RUMUSAN SOAL.
Teruskan tulisan di bawah tentang pengalaman petugas lembaga pemasyarakatan, mulai setelah kalimat terakhirnya.

━━━ TEKS BACAAN

JAKARTA— Pernahkah terpikir, bagaimana Lembaga Pemasyarakatan (Lapas) dilihat dari sudut pandang seorang petugas yang menjaganya, seorang sipir? Sempatkah terpikir bahwa kadang sebuah Lapas berpenghuni ribuan orang hanya dijaga petugas yang jumlahnya kurang dari jumlah jari-jari di tangan kita?
Barangkali pengalaman dua orang pegawai Kemenkumham yang sempat bertugas di Lapas dan Balai Pemasyarakatan (Bapas), Putu Aryuni Damayanti dan Evie Loliancy, bisa memberikan gambaran sederhana soal itu.
Evie Loliancy merasakan sendiri betapa beratnya menjadi petugas Lapas. Dia pernah bertugas di sebuah Lapas berkapasitas maksimum 459 orang yang dihuni sekitar 1.900 hingga 2.000 orang Warga Binaan Pemasyarakatan (WBP), istilah yang dirasa lebih manusiawi dibanding terma lama, narapidana alias napi. Untuk penghuni sebanyak itu, Lapas hanya memiliki 30-an orang petugas dengan satu regu pengamanan yang beranggotakan enam orang.
“Jadi, jangan tanya bagaimana enam petugas pengamanan ini bisa mengatasi 2.000-an orang bila mereka berontak dan membuat kerusuhan,” kata Evie. “Jelas nyaris mustahil.”
Sementara semua petugas Lapas sadar, mereka tidak hidup berkomunitas bersama para WBP dalam kondisi normal. “Berapa lama pun hukuman yang diterima WBP, tetap saja membuat merasa terkekang dan terbatasi kebebasannya. Dan itu yang bisa memantik kekecewaan dan rasa marah WBP,” kata Evie. Semua itu tentu membuat kondisi kejiwaan para WBP pun sebenarnya sulit untuk normal.

━━━━━━
━━━ CATATAN YANG DISEDIAKAN

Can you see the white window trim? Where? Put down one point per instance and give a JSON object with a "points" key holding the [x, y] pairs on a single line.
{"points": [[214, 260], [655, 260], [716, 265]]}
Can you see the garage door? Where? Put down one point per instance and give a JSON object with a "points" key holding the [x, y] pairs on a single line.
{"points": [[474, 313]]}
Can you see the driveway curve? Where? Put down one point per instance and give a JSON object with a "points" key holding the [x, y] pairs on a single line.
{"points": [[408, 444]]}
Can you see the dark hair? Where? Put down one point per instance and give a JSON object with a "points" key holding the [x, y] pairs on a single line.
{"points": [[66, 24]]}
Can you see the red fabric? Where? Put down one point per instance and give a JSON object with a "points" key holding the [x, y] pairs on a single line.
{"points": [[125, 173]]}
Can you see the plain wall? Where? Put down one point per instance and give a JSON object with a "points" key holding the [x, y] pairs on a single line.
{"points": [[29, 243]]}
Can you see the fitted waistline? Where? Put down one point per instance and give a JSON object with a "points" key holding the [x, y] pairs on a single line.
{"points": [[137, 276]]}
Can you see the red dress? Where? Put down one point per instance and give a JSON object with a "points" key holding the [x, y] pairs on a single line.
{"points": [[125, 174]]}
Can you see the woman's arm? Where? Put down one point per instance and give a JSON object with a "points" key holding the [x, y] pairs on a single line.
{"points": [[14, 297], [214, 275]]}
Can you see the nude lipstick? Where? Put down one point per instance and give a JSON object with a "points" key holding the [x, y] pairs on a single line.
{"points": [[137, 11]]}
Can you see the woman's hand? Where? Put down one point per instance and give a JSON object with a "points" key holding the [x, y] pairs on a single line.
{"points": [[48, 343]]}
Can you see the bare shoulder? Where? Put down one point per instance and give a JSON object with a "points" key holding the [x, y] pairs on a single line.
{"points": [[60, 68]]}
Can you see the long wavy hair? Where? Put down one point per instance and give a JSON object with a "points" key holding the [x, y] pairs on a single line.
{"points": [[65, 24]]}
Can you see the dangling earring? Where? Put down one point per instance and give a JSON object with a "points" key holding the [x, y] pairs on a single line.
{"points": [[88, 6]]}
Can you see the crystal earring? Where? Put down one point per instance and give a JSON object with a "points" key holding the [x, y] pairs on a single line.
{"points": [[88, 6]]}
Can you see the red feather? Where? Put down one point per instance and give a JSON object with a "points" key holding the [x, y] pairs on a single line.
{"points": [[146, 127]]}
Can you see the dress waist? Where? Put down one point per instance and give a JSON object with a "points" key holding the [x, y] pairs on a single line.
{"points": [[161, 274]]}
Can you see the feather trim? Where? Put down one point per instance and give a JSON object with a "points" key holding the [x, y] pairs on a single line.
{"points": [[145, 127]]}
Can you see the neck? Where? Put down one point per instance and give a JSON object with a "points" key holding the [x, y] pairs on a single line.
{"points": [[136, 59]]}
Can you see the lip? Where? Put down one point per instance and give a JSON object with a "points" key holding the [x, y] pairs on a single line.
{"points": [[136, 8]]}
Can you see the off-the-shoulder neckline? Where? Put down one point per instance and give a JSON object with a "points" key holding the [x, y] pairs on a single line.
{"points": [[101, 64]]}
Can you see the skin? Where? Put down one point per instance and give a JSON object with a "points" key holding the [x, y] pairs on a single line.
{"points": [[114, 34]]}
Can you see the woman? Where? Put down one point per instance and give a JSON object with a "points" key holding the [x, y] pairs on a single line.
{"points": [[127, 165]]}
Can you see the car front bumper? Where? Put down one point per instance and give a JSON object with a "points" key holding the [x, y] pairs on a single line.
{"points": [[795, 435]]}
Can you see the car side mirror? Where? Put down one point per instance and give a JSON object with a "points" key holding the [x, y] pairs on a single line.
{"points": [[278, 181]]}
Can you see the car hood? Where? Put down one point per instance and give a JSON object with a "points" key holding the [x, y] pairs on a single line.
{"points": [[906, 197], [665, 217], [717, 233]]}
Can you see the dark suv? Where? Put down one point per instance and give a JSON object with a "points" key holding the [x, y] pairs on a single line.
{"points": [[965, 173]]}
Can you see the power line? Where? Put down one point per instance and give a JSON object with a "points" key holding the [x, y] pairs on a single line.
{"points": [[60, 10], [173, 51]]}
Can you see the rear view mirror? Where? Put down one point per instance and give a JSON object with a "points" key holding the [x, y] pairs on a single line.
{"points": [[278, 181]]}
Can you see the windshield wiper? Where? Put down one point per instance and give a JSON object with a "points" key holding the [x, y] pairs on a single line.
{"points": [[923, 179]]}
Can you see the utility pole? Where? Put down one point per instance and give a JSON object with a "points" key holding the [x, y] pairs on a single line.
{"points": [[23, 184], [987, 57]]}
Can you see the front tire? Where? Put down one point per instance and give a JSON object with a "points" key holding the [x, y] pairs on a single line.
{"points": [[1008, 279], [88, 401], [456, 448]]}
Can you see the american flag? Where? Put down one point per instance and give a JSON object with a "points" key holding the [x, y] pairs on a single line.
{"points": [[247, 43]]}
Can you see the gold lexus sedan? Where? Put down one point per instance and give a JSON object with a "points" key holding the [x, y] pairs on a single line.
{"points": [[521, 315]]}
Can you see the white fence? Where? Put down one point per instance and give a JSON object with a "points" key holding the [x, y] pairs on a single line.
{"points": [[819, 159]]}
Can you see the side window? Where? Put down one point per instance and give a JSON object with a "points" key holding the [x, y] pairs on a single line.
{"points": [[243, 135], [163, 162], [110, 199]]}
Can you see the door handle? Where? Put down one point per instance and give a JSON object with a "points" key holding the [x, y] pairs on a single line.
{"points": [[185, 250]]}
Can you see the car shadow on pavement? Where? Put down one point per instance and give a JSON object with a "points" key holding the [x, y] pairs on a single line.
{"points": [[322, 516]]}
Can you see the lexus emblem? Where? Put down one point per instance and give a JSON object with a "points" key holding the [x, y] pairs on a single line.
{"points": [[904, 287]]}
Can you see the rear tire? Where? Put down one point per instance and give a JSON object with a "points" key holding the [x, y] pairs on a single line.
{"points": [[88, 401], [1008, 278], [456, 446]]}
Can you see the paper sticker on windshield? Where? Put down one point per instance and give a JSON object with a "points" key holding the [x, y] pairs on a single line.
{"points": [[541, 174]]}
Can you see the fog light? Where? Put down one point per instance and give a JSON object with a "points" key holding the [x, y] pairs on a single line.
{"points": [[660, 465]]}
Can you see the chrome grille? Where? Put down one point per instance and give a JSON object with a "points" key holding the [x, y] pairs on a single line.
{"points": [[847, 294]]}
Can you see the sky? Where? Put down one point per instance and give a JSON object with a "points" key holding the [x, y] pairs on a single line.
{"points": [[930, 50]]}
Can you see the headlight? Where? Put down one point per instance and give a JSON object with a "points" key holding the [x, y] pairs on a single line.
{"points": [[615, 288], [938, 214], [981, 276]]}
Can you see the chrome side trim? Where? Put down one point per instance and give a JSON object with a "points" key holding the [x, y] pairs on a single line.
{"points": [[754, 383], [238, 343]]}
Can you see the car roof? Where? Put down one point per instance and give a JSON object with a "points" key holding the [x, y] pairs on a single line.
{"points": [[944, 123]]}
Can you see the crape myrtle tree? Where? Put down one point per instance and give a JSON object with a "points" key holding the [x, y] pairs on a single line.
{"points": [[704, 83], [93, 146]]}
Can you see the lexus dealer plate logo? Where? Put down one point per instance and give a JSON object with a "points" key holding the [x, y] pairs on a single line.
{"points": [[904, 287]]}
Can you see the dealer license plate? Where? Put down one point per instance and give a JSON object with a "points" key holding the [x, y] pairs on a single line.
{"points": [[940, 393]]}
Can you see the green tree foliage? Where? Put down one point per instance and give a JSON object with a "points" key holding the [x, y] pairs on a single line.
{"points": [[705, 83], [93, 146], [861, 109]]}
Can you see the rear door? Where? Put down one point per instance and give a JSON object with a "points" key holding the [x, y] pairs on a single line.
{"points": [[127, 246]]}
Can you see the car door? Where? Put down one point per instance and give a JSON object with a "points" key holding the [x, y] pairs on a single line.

━━━━━━

JAWABAN SOAL.
Bayangkan bagaimana para WBP dengan pidana mati, seumur hidup atau puluhan tahun itu hidup dari hari, ke jam, ke menit dan detik, seolah hanya menantikan pergerakan matahari. “Bukankah bagi yang diputus mati, wajar bila datang pikiran apakah mereka baik atau tidak baik pun sama saja, sudah jelas hukuman mereka mati atau seumur hidup?” Belum lagi manakala WBP dengan hukuman setahun atau dua, tiba-tiba terkena perkara lain yang membuat hukuman mereka bertambah saat masih dalam penjara.
Menurut Evie, bahkan dalam kondisi yang bagi warga masyarakat di luar Lapas ‘enak’ pun—hidup dalam Lapas adalah derita tersendiri yang tersembunyi dan hanya bisa dirasakan para napi. Bayangkan, kata Evie, para WBP itu hidup sekamar dengan WBP lainnya yang belum tentu memiliki tenggang rasa bermasyarakat yang sama. Lebih sering, mereka justru orang-orang yang memiliki ketidakpedulian tingkat tinggi. Belum lagi beragam penyakit yang dibawa atau tumbuh di dalam penjara, semisal HIV, TBC, depresi, kecenderungan homoseks dan sebagainya. “Sementara petugas yang terbatas itu dituntut sangat tinggi. Selain bisa menjaga keadaan tetap aman dan kondusif, petugas Lapas pun harus serba bisa, terutama mampu memahami kondisi warga binaan sehingga dapat dengan cepat mendeteksi situasi yang akan muncul dan mengatasinya,” kata dia.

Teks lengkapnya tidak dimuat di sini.